THE TASK
Exactly reproduce the lines from the line containing "The component shall place one marker per instance of the curly" to the end of the data below, inclusive, and nothing else.
* Start EXTRACTED DATA *
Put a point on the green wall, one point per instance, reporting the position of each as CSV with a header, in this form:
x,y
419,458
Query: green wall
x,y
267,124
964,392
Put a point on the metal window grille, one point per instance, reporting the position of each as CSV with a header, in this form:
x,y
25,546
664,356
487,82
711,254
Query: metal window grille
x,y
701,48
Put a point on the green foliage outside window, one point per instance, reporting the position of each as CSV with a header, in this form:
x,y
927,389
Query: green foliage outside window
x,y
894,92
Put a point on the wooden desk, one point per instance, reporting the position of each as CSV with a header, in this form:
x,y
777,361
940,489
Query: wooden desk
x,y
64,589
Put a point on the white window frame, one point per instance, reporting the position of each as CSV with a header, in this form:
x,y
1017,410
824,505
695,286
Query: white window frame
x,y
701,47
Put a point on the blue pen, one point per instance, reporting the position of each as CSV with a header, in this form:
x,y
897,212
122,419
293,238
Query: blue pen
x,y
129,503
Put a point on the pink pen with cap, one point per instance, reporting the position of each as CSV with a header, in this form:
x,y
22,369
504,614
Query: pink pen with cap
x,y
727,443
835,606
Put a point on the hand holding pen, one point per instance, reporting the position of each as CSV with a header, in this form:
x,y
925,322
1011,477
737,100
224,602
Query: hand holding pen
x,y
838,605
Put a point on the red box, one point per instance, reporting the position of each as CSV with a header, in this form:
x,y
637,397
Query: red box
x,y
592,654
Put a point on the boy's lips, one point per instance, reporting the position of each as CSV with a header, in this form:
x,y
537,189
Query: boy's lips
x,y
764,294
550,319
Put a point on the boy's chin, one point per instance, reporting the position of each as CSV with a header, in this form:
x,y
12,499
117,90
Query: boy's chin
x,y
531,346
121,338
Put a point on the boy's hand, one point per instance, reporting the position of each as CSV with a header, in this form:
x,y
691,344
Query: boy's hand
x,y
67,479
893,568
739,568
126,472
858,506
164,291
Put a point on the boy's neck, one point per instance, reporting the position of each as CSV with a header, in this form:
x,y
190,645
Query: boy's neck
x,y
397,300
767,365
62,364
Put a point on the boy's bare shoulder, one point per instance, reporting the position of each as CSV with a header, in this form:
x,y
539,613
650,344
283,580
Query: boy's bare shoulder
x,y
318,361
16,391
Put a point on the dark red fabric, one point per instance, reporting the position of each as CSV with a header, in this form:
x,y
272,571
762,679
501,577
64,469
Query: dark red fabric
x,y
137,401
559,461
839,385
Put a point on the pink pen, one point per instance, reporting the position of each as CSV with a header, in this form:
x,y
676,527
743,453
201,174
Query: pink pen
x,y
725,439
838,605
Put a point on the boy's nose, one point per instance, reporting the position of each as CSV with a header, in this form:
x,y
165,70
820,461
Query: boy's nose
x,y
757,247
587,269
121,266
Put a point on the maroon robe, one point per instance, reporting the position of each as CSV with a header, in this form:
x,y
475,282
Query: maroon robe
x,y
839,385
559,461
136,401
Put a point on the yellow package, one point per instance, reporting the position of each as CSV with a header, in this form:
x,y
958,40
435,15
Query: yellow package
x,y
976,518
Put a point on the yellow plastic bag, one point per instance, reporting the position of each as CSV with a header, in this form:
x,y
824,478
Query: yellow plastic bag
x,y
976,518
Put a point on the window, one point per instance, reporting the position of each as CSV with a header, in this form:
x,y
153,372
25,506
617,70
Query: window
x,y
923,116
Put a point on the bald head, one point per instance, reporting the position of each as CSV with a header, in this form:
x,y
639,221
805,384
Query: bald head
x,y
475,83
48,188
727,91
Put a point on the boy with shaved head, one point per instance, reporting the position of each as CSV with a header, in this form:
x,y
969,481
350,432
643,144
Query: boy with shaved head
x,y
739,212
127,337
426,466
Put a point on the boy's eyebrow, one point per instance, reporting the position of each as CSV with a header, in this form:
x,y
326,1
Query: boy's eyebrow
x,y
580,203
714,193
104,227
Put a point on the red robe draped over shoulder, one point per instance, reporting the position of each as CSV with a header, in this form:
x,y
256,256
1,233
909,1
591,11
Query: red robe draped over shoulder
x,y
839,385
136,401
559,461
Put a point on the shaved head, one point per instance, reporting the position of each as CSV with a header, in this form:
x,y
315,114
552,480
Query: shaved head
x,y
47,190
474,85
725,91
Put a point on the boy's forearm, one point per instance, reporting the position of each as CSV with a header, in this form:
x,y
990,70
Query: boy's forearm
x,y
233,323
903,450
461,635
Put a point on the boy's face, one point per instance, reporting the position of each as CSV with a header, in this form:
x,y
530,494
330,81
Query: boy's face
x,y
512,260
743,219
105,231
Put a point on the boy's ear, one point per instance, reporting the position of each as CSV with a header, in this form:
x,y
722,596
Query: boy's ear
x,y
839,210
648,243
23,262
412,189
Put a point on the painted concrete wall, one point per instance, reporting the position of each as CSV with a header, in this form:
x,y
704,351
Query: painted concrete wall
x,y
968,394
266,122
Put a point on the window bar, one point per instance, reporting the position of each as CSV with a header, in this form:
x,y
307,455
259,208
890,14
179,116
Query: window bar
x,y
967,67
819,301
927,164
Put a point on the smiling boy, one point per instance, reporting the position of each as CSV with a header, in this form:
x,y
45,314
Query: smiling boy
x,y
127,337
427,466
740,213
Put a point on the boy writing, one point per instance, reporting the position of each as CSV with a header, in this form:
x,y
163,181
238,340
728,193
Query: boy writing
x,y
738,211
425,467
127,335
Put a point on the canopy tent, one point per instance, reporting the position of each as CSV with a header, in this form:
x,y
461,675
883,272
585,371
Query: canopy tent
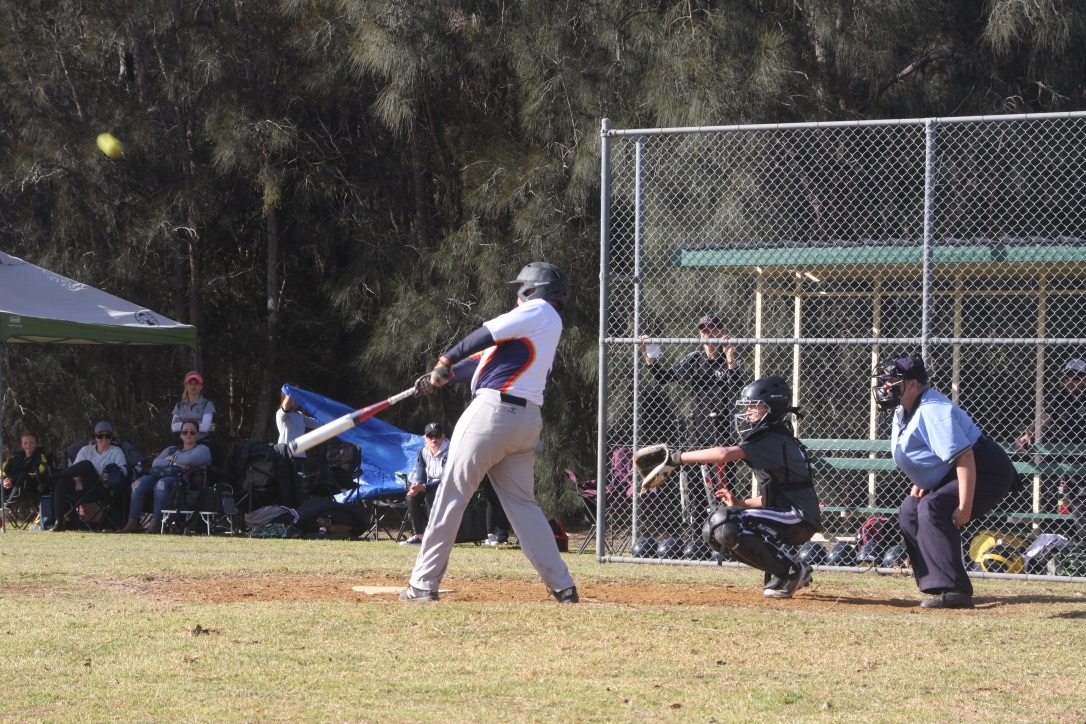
x,y
40,307
386,448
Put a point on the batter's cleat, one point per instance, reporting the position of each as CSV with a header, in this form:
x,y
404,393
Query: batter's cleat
x,y
417,595
949,599
566,595
792,583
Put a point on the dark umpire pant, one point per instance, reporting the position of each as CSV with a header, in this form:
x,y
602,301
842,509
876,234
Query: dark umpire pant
x,y
931,537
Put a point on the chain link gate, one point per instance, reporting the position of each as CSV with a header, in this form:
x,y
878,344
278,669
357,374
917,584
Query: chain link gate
x,y
821,249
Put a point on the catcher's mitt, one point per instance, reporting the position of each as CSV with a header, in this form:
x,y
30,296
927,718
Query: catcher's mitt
x,y
655,464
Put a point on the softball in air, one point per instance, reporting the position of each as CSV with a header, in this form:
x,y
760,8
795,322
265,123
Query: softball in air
x,y
111,145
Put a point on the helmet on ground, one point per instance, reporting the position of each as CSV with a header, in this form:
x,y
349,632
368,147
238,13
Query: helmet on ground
x,y
769,395
696,549
1001,558
644,547
895,557
812,553
841,554
670,548
541,280
891,373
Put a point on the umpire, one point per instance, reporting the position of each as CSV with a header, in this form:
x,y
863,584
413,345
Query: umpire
x,y
957,473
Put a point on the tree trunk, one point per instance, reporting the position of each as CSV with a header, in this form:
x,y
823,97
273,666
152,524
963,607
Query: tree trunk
x,y
262,413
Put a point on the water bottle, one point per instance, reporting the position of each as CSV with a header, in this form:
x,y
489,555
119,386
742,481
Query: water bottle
x,y
1062,507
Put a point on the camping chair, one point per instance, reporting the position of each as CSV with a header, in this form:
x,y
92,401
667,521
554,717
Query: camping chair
x,y
98,507
586,493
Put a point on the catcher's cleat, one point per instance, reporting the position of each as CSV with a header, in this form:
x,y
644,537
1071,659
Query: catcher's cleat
x,y
417,595
792,583
566,595
655,464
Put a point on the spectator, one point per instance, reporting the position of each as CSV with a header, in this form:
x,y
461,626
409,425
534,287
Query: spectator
x,y
167,469
26,472
193,406
957,474
1063,422
424,481
291,421
715,375
97,464
757,530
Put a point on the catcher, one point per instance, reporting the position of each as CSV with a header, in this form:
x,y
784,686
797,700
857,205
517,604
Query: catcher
x,y
786,511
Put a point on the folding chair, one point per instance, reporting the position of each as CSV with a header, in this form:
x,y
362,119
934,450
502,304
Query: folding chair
x,y
586,493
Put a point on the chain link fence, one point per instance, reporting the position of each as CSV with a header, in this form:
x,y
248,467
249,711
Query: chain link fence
x,y
811,251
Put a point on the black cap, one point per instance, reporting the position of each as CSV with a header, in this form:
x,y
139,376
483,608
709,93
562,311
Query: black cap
x,y
709,321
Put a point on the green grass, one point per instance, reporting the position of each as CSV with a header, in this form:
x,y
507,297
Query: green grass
x,y
93,629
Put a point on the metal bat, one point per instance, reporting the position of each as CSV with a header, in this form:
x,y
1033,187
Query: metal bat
x,y
341,424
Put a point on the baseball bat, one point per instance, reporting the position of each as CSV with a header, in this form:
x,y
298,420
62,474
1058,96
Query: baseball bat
x,y
341,424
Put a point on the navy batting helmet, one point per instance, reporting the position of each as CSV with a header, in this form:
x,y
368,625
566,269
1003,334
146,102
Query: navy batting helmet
x,y
644,547
541,280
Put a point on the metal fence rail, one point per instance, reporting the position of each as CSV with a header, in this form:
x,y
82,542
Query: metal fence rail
x,y
821,249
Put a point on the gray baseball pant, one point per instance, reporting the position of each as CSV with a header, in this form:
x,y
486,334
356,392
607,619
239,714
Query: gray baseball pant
x,y
497,439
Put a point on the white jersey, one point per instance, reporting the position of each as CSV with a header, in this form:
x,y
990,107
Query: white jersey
x,y
526,341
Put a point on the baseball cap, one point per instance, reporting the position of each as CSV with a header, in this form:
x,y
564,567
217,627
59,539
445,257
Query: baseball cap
x,y
709,321
903,368
1075,367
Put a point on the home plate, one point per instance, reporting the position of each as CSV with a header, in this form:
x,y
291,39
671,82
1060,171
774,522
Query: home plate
x,y
384,591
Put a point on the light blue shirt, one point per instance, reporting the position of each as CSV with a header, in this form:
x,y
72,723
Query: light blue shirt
x,y
925,446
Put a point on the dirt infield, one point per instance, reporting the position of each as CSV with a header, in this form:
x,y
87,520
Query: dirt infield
x,y
485,591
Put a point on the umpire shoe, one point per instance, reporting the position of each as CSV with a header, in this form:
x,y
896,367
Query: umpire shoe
x,y
417,595
949,599
566,595
792,583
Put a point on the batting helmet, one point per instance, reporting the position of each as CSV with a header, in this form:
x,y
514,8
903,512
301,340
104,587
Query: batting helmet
x,y
670,548
769,393
541,280
695,549
644,547
895,371
841,554
895,557
811,553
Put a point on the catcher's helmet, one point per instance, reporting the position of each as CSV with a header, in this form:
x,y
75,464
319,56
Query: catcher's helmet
x,y
644,547
769,393
895,557
696,549
670,548
812,553
895,371
841,554
541,280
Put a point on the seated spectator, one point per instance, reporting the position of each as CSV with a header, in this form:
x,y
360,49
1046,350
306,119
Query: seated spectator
x,y
292,421
98,464
425,480
26,472
193,406
165,472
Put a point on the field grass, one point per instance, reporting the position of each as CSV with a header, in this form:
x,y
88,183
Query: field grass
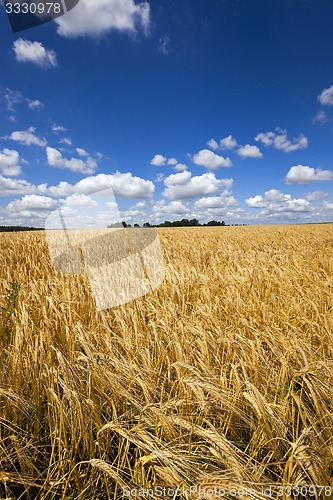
x,y
220,378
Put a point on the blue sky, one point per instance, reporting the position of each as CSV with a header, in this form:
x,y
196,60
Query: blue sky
x,y
215,109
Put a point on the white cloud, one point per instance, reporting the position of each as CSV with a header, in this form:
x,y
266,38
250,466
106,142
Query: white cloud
x,y
276,202
221,201
321,117
28,137
82,152
280,141
178,179
9,162
13,97
211,160
248,151
301,174
55,159
162,161
158,161
212,144
32,206
124,185
34,104
315,196
94,18
183,186
10,187
66,141
180,167
326,97
79,200
228,142
256,202
58,128
34,52
172,210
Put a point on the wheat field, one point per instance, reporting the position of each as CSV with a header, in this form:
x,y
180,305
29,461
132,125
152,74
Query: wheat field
x,y
219,378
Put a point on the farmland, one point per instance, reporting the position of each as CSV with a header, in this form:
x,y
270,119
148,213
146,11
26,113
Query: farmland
x,y
220,377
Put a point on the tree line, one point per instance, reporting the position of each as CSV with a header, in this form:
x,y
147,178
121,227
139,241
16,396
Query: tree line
x,y
178,223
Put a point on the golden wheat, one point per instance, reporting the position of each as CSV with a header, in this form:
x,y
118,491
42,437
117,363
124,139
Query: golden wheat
x,y
221,376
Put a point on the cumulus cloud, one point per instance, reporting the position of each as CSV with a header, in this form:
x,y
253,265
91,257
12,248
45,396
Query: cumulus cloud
x,y
11,187
280,141
174,208
326,97
222,201
66,141
34,104
124,185
55,159
161,161
58,128
183,186
79,200
180,167
228,142
101,16
212,144
12,98
276,202
9,163
35,52
210,160
248,151
321,118
315,196
27,137
81,152
31,207
300,174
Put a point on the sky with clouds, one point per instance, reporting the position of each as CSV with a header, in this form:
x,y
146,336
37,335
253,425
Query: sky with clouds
x,y
215,109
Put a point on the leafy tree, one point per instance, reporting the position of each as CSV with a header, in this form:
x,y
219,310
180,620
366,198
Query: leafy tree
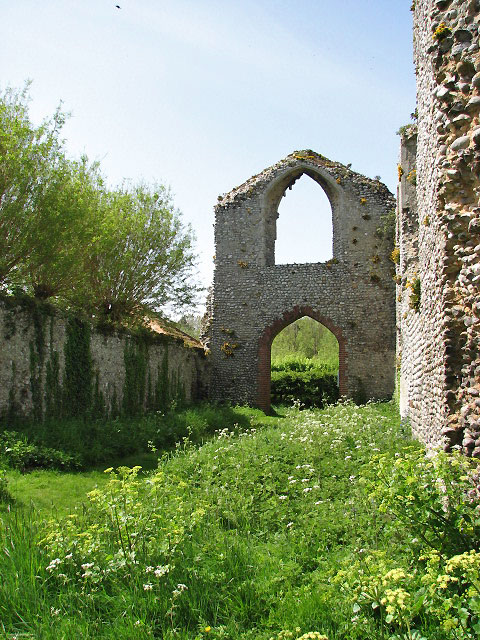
x,y
56,264
141,257
306,338
29,160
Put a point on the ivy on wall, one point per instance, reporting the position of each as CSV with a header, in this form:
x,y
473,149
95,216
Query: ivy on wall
x,y
78,374
66,384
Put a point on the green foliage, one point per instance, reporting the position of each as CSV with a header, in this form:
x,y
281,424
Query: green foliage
x,y
432,500
251,526
141,256
18,453
5,495
78,376
313,387
29,159
136,363
111,253
306,338
327,520
93,440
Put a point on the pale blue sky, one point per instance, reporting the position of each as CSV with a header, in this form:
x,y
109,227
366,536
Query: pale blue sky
x,y
202,94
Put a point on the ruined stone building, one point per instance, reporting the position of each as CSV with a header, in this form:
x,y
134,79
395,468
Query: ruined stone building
x,y
254,298
438,274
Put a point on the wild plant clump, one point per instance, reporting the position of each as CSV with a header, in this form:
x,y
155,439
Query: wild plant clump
x,y
325,524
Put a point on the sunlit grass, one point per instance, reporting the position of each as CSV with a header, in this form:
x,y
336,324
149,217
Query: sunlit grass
x,y
239,538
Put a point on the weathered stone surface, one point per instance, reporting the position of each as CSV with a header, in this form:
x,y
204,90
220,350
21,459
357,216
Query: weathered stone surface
x,y
254,299
440,376
20,334
460,143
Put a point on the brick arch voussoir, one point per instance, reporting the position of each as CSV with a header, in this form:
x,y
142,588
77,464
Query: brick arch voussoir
x,y
265,344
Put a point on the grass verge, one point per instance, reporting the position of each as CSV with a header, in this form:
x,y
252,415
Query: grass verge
x,y
320,521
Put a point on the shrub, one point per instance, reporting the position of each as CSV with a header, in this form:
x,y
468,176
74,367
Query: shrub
x,y
313,388
17,452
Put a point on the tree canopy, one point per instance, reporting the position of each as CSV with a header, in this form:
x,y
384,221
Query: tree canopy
x,y
66,236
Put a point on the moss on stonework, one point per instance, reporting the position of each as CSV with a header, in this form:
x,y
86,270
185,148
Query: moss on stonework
x,y
78,375
136,362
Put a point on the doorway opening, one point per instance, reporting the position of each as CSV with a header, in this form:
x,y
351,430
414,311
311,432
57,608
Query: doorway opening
x,y
305,365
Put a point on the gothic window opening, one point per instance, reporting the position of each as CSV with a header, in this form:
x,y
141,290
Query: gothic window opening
x,y
304,231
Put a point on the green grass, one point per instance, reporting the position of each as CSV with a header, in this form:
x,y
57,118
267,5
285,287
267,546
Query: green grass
x,y
258,530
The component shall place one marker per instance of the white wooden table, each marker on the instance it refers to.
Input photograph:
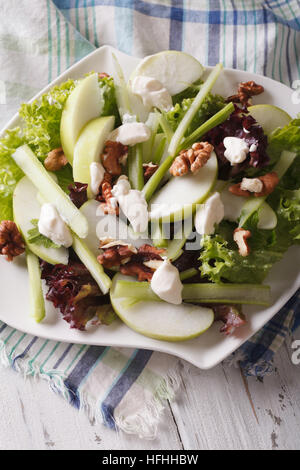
(216, 409)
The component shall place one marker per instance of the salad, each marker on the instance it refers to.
(154, 200)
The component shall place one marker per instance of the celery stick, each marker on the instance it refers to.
(49, 189)
(254, 203)
(122, 95)
(165, 127)
(135, 167)
(36, 297)
(159, 150)
(152, 184)
(157, 234)
(156, 178)
(252, 294)
(175, 245)
(188, 117)
(152, 123)
(188, 273)
(91, 263)
(214, 121)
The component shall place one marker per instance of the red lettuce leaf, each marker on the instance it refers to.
(73, 291)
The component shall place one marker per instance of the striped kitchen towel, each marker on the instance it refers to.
(40, 39)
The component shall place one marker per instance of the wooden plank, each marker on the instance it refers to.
(33, 417)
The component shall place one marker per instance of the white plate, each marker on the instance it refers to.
(210, 348)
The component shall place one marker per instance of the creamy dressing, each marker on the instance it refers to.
(166, 283)
(132, 203)
(97, 174)
(152, 92)
(52, 226)
(254, 185)
(236, 149)
(210, 214)
(131, 133)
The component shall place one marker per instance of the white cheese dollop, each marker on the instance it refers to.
(209, 214)
(253, 148)
(254, 185)
(152, 92)
(236, 149)
(97, 174)
(121, 187)
(52, 226)
(166, 283)
(131, 133)
(132, 203)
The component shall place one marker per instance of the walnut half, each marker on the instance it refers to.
(194, 159)
(11, 241)
(240, 236)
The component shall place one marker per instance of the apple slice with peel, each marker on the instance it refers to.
(88, 148)
(178, 198)
(175, 70)
(49, 189)
(161, 320)
(233, 205)
(36, 297)
(84, 104)
(108, 225)
(88, 259)
(26, 207)
(269, 117)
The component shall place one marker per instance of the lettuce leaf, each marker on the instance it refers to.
(219, 257)
(34, 236)
(42, 119)
(107, 88)
(211, 105)
(220, 263)
(285, 138)
(10, 173)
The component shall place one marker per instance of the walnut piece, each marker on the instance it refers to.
(269, 181)
(240, 236)
(142, 272)
(131, 261)
(115, 256)
(245, 91)
(11, 241)
(113, 155)
(110, 206)
(103, 75)
(194, 159)
(149, 170)
(55, 160)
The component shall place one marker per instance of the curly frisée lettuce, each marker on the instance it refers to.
(42, 119)
(210, 106)
(221, 263)
(10, 173)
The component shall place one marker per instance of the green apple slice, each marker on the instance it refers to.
(26, 207)
(269, 117)
(88, 259)
(36, 297)
(108, 225)
(233, 205)
(49, 189)
(88, 148)
(175, 70)
(267, 218)
(178, 198)
(164, 321)
(84, 103)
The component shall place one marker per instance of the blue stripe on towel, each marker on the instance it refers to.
* End EXTRACTED DATA *
SOLUTION FOR THIS TASK
The component shall place one marker per instance of the curly frisée lettuce, each marker on the instance it refers to.
(42, 119)
(210, 106)
(221, 263)
(10, 173)
The component shall place one marker per instance of the green apple slice, each marker on the instance it refers to.
(26, 207)
(269, 117)
(88, 259)
(36, 297)
(108, 225)
(233, 205)
(49, 189)
(88, 148)
(175, 70)
(267, 218)
(178, 198)
(164, 321)
(84, 103)
The component shall place one marker per instance of the blue stripe on towel, each marker on the instance it refers to.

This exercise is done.